- **AUFGABE A**: Zähle, in wie vielen Zeilen der Liste unten die Zeichenfolge „whisker“ vorkommt, wobei Groß- und Kleinschreibung zählt. Gib nur die Zahl an.

- **VORLIEGENDER TEXT**:
========

Wohnungslosigkeit muss gerade in diesen Zeiten und auch jenseits der Phasen kälterer Temperaturen auf die Tagesordnung rücken. Wohnungslosigkeit ist Resultat dieser gesellschaftlichen Verhältnisse. Wohnungslosigkeit ist eine der negativen Facetten des Kapitalismus. Darauf mit restriktiven Mitteln zu reagieren ist der komplett falsche Weg. Aber auch die Reparatur-Mittel stoßen an ihre Grenzen. Es braucht auch in Leipzig fundamental andere Wege um Wohnungslosigkeit ganz und gar verschwinden zu lassen.

========

Datensatzzeilen zum Zeigen auf Objekte

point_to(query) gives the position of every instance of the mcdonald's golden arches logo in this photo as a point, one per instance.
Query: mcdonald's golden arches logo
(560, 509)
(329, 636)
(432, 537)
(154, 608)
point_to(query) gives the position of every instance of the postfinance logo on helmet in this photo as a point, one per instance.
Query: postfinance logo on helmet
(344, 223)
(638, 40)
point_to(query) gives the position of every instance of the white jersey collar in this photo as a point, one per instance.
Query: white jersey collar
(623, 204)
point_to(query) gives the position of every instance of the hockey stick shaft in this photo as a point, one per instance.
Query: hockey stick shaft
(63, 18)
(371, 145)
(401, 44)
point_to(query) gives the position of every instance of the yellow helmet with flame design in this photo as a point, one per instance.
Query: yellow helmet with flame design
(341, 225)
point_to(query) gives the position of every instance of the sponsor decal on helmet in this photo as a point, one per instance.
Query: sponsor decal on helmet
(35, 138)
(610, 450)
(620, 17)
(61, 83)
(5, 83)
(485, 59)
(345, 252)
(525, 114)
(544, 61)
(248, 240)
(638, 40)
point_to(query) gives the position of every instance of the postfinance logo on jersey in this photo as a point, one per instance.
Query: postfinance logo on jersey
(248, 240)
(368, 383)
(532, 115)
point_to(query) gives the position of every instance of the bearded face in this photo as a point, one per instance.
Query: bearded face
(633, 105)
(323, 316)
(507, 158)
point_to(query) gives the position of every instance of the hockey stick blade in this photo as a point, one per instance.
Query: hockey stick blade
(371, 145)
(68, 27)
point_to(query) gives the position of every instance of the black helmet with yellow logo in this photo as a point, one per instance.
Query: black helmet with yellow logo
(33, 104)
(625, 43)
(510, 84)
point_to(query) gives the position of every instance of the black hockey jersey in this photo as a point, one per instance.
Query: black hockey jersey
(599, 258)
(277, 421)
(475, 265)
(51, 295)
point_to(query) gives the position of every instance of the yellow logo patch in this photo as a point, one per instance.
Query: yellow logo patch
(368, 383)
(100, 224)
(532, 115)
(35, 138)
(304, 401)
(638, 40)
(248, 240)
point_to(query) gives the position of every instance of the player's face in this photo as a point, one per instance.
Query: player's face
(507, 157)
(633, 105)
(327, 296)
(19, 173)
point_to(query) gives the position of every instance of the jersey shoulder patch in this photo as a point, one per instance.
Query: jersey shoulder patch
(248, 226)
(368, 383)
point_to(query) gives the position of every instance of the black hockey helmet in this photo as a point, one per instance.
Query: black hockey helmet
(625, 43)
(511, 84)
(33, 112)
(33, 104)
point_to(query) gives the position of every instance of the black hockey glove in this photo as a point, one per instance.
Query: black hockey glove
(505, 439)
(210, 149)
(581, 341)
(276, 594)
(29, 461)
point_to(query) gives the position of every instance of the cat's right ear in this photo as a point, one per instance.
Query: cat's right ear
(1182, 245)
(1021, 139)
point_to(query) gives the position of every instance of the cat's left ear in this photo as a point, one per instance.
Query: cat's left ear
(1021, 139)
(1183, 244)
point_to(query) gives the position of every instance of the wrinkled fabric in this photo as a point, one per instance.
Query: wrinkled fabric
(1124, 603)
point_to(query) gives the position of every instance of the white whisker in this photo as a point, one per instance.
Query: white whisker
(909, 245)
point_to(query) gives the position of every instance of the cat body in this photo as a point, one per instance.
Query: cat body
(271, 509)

========

- **AUFGABE B**: Führe den Text über Wohnungslosigkeit in Leipzig oben im Anschluss an seinen letzten Satz fort.

- **ANTWORT A**: 2

- **ANTWORT B**:
Als einen ersten Schritt, der im Sinne der Reparaturlogik verbleibt, hat die Linksfraktion kürzlich beantragt einen Kältebus für Leipzig einzuführen. Mit einem solchen Instrument sollen krasse Notlagen vor allem in kalten Jahreszeiten gelindert werden. Darüber hinaus – das ist klar – braucht es anknüpfende Konzepte und Ideen, die sich konsequent an der Wahrung der Menschenrechte orientieren, wozu auch das Recht auf Wohnen gehört. „Housing first“ ist ein solcher Ansatz, der in den kommenden Monaten auch in Leipzig stärker in den Fokus gerückt werden wird. Komplementär und verknüpft mit Kämpfen für leistbares Wohnen und eine existenzsicherende und repressionsfreie soziale Absicherung für jede und jeden.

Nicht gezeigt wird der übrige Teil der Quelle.